§ Task prompt
Of all the entries below, only the lines from the one with "indicate the beard, a point for each instance" up to and including the one with "indicate the man's head, a" are to be duplicated exactly.

*** Exercise input ***

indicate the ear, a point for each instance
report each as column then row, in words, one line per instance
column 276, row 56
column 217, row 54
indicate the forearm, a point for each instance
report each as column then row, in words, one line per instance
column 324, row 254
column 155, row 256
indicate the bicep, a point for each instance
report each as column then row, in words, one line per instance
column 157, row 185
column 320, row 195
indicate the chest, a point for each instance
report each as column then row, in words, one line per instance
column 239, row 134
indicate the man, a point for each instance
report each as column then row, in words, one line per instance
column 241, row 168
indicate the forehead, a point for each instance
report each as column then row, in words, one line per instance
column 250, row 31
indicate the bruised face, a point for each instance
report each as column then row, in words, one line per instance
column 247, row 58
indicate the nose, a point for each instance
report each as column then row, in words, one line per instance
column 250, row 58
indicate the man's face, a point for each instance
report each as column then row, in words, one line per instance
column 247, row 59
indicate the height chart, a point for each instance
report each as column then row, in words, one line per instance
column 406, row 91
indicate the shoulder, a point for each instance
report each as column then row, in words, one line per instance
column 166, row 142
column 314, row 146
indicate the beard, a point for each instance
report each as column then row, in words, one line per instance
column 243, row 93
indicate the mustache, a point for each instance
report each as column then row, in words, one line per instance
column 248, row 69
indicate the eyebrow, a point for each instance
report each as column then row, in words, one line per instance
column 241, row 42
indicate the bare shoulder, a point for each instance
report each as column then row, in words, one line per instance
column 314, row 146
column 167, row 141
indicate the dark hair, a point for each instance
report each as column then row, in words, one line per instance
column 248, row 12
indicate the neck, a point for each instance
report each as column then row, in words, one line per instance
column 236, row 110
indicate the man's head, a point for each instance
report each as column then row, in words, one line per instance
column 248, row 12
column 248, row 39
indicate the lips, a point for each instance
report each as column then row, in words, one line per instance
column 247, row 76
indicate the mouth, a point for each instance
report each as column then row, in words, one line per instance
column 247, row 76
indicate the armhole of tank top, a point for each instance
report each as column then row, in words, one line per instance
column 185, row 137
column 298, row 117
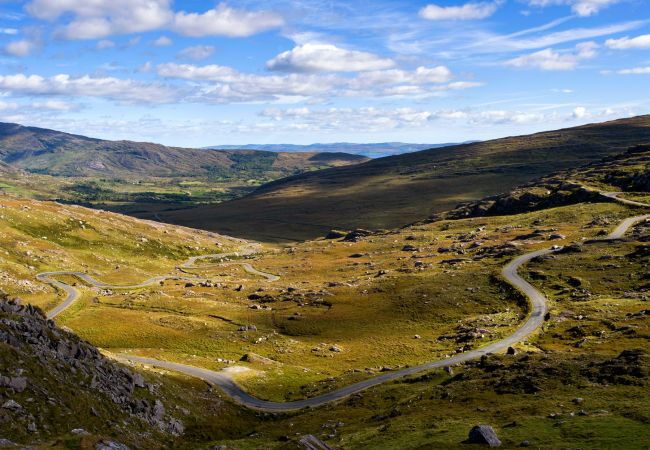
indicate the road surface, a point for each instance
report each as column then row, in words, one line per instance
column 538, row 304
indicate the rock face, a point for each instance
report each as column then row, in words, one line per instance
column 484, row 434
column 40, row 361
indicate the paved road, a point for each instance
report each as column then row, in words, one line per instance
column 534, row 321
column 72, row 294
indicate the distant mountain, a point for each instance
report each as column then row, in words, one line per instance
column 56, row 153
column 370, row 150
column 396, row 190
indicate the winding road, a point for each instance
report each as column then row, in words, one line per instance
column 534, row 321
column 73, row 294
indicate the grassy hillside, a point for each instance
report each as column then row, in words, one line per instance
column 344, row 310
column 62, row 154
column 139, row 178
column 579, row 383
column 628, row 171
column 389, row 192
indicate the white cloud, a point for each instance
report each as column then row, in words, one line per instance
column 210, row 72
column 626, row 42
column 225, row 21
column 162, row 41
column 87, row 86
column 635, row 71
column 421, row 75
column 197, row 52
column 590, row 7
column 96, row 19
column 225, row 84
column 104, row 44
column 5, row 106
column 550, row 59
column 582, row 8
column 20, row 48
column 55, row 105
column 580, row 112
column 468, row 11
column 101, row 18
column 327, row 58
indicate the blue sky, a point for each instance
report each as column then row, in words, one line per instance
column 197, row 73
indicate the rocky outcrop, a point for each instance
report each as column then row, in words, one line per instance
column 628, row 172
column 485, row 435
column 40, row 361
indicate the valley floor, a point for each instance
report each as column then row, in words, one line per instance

*** End of Exercise input ***
*** Exercise input ***

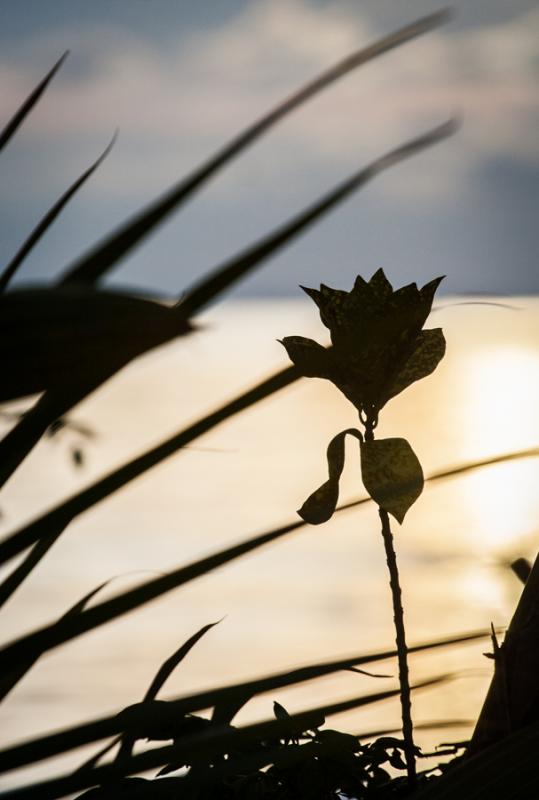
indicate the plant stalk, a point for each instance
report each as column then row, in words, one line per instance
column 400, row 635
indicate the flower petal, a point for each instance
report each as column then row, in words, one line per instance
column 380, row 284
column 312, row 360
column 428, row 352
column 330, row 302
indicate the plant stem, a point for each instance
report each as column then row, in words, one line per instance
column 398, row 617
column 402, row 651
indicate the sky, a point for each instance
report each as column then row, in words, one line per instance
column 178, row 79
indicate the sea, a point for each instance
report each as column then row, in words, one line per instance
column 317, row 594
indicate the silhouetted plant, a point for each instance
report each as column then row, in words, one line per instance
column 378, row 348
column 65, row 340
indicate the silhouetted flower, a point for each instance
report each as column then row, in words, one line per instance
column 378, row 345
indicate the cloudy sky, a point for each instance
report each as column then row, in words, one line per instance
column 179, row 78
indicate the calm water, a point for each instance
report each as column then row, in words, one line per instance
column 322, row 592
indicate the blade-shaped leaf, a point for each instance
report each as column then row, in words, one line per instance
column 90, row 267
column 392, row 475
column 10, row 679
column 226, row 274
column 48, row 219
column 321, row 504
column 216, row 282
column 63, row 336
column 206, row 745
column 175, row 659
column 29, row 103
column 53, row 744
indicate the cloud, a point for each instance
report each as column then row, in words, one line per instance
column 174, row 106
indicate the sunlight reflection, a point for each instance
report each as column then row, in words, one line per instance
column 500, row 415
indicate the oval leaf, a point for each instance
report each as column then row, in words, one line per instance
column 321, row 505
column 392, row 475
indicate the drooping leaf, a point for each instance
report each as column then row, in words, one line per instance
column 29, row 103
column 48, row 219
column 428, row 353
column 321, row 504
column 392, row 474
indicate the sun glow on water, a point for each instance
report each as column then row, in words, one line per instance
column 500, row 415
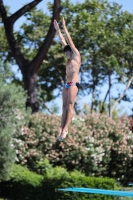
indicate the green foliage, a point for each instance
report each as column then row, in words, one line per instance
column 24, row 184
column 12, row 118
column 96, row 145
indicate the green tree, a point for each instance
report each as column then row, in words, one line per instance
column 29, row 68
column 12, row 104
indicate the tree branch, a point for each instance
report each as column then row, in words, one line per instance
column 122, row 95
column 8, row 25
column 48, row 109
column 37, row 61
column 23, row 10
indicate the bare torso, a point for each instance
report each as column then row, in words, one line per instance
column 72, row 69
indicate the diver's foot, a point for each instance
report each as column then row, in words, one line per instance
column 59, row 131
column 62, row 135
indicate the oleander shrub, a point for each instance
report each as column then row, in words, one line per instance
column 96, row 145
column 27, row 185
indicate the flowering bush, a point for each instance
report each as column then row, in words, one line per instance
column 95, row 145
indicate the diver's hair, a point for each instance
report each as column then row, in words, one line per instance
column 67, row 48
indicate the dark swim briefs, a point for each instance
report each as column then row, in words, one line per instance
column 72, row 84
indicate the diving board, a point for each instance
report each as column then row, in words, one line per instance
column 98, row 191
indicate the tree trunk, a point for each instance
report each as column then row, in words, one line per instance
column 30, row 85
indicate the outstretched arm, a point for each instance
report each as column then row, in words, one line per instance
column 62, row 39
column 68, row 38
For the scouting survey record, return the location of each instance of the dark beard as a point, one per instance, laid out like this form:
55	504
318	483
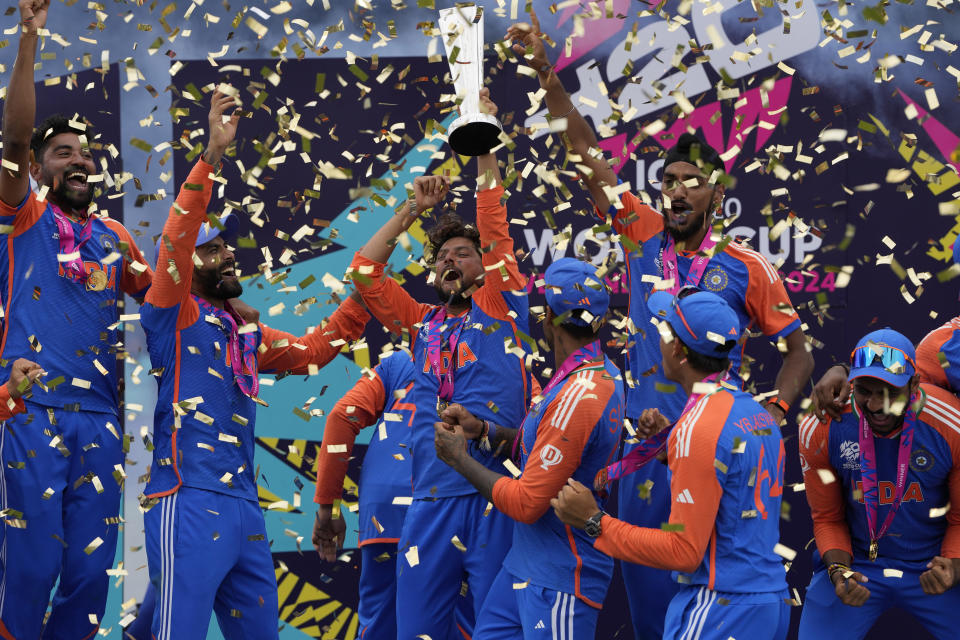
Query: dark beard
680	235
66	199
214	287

*** End of Exercise input ***

§ Task answer
indicate the beard, a point for each instance
report each as column then row, in words, one line per instance
column 243, row 93
indicate the mustache, a point for each instance
report each as column then row, in words, one line per instance
column 248, row 69
indicate the eyebrow, a point for each instance
report each as column then row, in words, one line per instance
column 241, row 42
indicate the bare shoulder, a point for each instance
report each as column then row, in words, one line per instance
column 314, row 146
column 167, row 141
indicate the dark hair, a point for each instance
report each as column then row, in words, one line per instance
column 248, row 12
indicate the neck, a point for each instance
report each as column then row, in words, one line per instance
column 236, row 110
indicate the man's head, a point for each instance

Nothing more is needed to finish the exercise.